**** MATERIAL FOR THIS EXERCISE ****

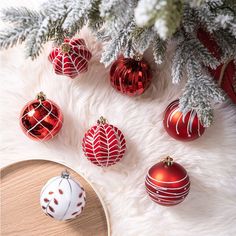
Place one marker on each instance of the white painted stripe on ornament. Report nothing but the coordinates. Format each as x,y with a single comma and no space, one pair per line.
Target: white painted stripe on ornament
165,188
167,203
170,182
186,188
177,123
190,123
198,123
172,195
164,196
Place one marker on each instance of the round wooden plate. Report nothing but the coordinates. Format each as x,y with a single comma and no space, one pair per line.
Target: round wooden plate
21,213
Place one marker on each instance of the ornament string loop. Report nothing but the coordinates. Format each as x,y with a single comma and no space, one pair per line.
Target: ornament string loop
168,161
65,174
65,48
41,96
102,121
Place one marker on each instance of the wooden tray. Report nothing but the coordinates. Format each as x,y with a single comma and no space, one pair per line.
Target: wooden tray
21,214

****

Rewrite the part of the rows that opens with the line containing "Place one marker on each instance of the round" and closes with the end of the rows, replacing "ornament string loop" with "hanging loop" and leaving everything else unchanged. Give back only those lines.

## [ANSWER TO THIS PROBLEM]
Place one marker on each instance of the round wooden plate. Report nothing but the coordinates. Format each as x,y with a single comma and no space, one pair per line.
Target: round wooden plate
21,213
Place one marker on each instance of the hanging loop. Report nothing but the coordinates. Format each as x,y with a single comma and no space, one pair per line.
Target: hanging loop
168,161
65,174
65,48
41,96
102,121
Place one marker on each instance of the wooden tray. Report nothing but the coordinates. Format each as x,y with a single comma and no space, one pair per line.
Target: wooden tray
21,214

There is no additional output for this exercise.